* **Stated goal**: Please put the lines below into a Markdown table with the columns "Row" and "Line", numbering each row and skipping blank lines. Leave the pictures out of the table.

Records from a point labeling set
--- begin ---

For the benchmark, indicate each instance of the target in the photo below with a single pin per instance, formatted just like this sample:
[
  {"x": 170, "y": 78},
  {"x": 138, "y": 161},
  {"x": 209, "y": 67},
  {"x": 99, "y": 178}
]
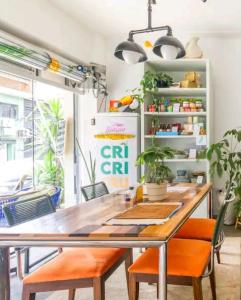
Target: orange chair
[
  {"x": 200, "y": 229},
  {"x": 186, "y": 263},
  {"x": 187, "y": 260},
  {"x": 76, "y": 268}
]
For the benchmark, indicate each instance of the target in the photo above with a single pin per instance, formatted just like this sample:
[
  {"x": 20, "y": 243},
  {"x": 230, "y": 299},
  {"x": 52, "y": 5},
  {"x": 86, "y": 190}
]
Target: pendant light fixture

--- end ---

* **Result of the task**:
| Row | Line |
|---|---|
| 1 | For the benchmark, indicate each instance of the target in the photo below with a single pin per instance, formatted just like this sample: |
| 2 | [ |
| 3 |   {"x": 170, "y": 78}, |
| 4 |   {"x": 138, "y": 161}, |
| 5 |   {"x": 209, "y": 67}, |
| 6 |   {"x": 99, "y": 178} |
| 7 | ] |
| 8 | Target: orange chair |
| 9 | [ |
| 10 |   {"x": 200, "y": 229}, |
| 11 |   {"x": 186, "y": 263}, |
| 12 |   {"x": 187, "y": 260}, |
| 13 |   {"x": 76, "y": 268} |
| 14 | ] |
| 15 | For the benchmark, indicate each instance of the target in the photo above with a single pin per instance, formatted just like this sample: |
| 16 | [ |
| 17 |   {"x": 20, "y": 243}, |
| 18 |   {"x": 230, "y": 299}, |
| 19 |   {"x": 52, "y": 5}, |
| 20 |   {"x": 86, "y": 190} |
| 21 | ] |
| 22 | Target: pendant light fixture |